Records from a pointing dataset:
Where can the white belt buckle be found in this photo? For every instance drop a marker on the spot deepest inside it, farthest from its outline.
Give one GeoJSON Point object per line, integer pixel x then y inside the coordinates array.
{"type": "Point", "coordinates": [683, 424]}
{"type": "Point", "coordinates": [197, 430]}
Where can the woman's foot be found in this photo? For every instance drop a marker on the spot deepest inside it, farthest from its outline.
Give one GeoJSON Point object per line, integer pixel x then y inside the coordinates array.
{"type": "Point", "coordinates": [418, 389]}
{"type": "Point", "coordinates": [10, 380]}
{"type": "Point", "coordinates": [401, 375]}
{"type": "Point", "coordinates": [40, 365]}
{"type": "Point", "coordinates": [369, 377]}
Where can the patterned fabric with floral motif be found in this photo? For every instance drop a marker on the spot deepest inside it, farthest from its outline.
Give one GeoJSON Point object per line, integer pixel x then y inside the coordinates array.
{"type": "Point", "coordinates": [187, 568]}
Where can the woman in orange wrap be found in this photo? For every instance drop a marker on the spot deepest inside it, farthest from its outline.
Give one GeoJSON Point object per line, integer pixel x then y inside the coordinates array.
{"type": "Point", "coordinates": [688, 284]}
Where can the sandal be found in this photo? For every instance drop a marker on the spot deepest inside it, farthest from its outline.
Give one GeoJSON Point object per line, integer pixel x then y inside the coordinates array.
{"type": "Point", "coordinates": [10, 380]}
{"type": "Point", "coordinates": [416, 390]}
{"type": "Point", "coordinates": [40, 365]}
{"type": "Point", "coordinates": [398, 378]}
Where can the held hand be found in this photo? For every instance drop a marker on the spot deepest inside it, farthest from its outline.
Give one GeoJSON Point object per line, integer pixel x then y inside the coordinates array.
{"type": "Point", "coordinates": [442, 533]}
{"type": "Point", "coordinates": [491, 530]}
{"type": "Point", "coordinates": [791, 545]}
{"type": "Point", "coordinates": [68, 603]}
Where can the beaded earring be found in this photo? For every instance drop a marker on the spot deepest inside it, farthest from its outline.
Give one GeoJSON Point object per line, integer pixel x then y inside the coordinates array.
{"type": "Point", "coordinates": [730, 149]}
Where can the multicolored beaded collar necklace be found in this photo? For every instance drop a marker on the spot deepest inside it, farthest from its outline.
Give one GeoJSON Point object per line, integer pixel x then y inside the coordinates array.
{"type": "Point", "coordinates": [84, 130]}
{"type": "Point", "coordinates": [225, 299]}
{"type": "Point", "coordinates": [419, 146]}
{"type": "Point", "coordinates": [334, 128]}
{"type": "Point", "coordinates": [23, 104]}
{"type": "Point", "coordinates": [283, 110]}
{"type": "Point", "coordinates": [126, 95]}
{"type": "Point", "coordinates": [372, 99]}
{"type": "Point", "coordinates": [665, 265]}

[Exercise description] Reproduce all of the rows above verbatim, line for line.

[Written reply]
Where can the white belt buckle be found in this photo? For every instance drop a marker on the spot deepest inside it, farthest from its outline.
Give one GeoJSON Point object per line, integer pixel x then y inside the coordinates array.
{"type": "Point", "coordinates": [683, 424]}
{"type": "Point", "coordinates": [197, 430]}
Where can the woman's foot be found in this photo? For every instance drop a marker on the spot deepest inside it, farthest from its outline.
Give one GeoJSON Point object per line, integer pixel x then y inside the coordinates array.
{"type": "Point", "coordinates": [418, 389]}
{"type": "Point", "coordinates": [10, 380]}
{"type": "Point", "coordinates": [401, 375]}
{"type": "Point", "coordinates": [40, 365]}
{"type": "Point", "coordinates": [369, 377]}
Where can the patterned fabric with floral motif be found in this photo? For every instance drop a marker on the spot deepest inside it, farthest from its outline.
Give one GeoJSON Point object per line, integer pixel x then y inside the coordinates array.
{"type": "Point", "coordinates": [187, 568]}
Where can the woman in orange wrap be found in this photo? For every instance drop a marker on the spot deepest inside it, farthest from its outline.
Give one GeoJSON Point object per line, integer pixel x then y inside the coordinates array.
{"type": "Point", "coordinates": [688, 284]}
Where can the sandal be found in this photo? For every instance drop a marker on the spot deepest inside it, farthest from its outline.
Give one GeoJSON Point object per line, integer pixel x then y inside the coordinates array.
{"type": "Point", "coordinates": [10, 380]}
{"type": "Point", "coordinates": [416, 390]}
{"type": "Point", "coordinates": [40, 365]}
{"type": "Point", "coordinates": [398, 378]}
Where can the held hand be found in this photo? For every instance drop a marker on the spot deepest inside it, farthest from its outline.
Give one GeoJSON Point object per line, integer pixel x then y inside the coordinates array.
{"type": "Point", "coordinates": [442, 533]}
{"type": "Point", "coordinates": [491, 530]}
{"type": "Point", "coordinates": [791, 545]}
{"type": "Point", "coordinates": [68, 603]}
Where can the beaded earring be found in this photo? For every instance drop a marker on the spot deepest inside it, farthest from its outline.
Give one GeoJSON Point object per line, integer pixel x then y inside the coordinates array.
{"type": "Point", "coordinates": [730, 149]}
Where can the multicolored beaded collar necklace be found in this photo? For every instance drop a marker on the spot deepest inside it, farthest from its outline.
Give one GeoJSON Point object per line, integer pixel x then y inside the coordinates array.
{"type": "Point", "coordinates": [84, 130]}
{"type": "Point", "coordinates": [225, 299]}
{"type": "Point", "coordinates": [419, 146]}
{"type": "Point", "coordinates": [334, 128]}
{"type": "Point", "coordinates": [23, 104]}
{"type": "Point", "coordinates": [283, 110]}
{"type": "Point", "coordinates": [126, 95]}
{"type": "Point", "coordinates": [372, 99]}
{"type": "Point", "coordinates": [665, 265]}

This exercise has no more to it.